Este principio fue consecuencia de la teoría del pacto entre el monarca y el pueblo y se incluyó en esta Constitución de Cádiz como consecuencia de los sucesos de Bayona entre Carlos IV y Napoleón.

Para poner fin al acto ominoso por el que se cedía a José Bonaparte los derechos dinásticos de la monarquía española, las Cortes aprobaron el Decreto de 27 de diciembre de 1810 por el que se proclamaba rey legítimo a Fernando VII y se declaraba nula la cesión de la Corona que su padre, Carlos IV había hecho en Napoleón.

La razón constitucional para revocar esta cesión de derechos dinásticos era que no había habido consentimiento de la nación. Así, lo puso de manifiesto el diputado extremeño, Muñoz Torreros en la primera sesión de las Cortes de Cádiz. La renuncia de Fernando VII a los derechos dinásticos adolecía de dos defectos que la invalidaban. La renuncia se había producido bajo los efectos de la coacción y además y muy especialmente la cesión se realizó sin el consentimiento de la Nación.

Este pacto entre la Corona y la Nación se va a recoger en las constituciones del nuestro siglo XIX. Así, las Constituciones de 1837, 1845, 1869 y 1876 exigían que el Rey estuviera autorizado por una ley especial para abdicar de la Corona.

◆ ◆ ◆ ◆ ◆

Tareas >>
A) Repite literalmente el pasaje del fragmento sobre la Constitución de Cádiz que va entre "Este principio fue" y "IV y Napoleón.", ambos incluidos.
B) Contesta estas preguntas sobre el fragmento relativo a la Constitución de Cádiz:
(i) ¿De qué fecha es el decreto con el que las Cortes proclamaron rey legítimo a Fernando VII?
(ii) ¿Qué diputado expuso en la primera sesión de las Cortes de Cádiz la razón constitucional para revocar la cesión?
(iii) ¿Qué constituciones exigían que el rey contara con la autorización de una ley especial para abdicar?

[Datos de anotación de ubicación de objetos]
◆ ◆ ◆ ◆ ◆

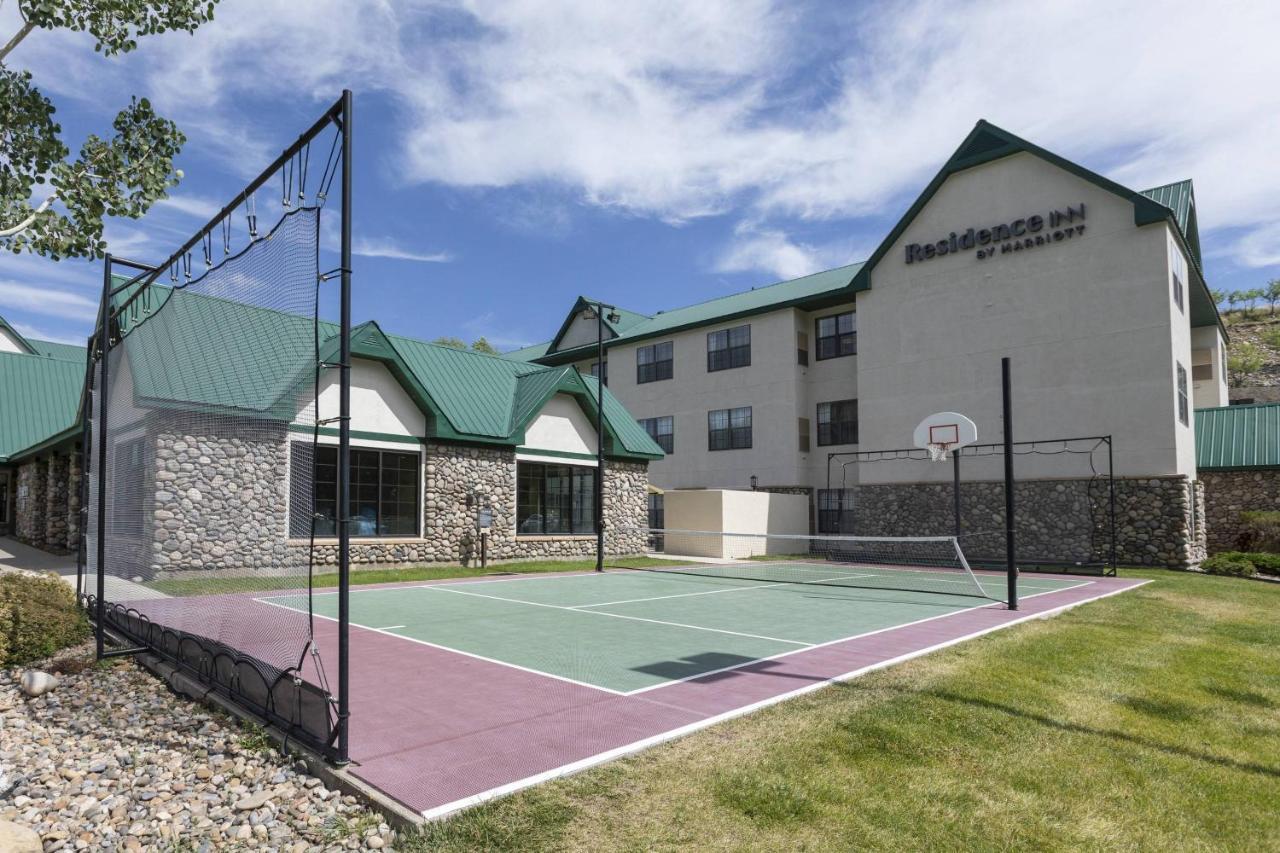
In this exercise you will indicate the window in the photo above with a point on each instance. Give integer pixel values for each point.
(657, 511)
(662, 430)
(837, 336)
(554, 500)
(128, 469)
(653, 363)
(384, 492)
(1183, 409)
(835, 510)
(728, 349)
(728, 428)
(837, 423)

◆ ◆ ◆ ◆ ◆

Respuestas por tarea >>
A)
Este principio fue consecuencia de la teoría del pacto entre el monarca y el pueblo y se incluyó en esta Constitución de Cádiz como consecuencia de los sucesos de Bayona entre Carlos IV y Napoleón.

B)
(i) Del 27 de diciembre de 1810.
(ii) El diputado extremeño Muñoz Torreros.
(iii) Las Constituciones de 1837, 1845, 1869 y 1876.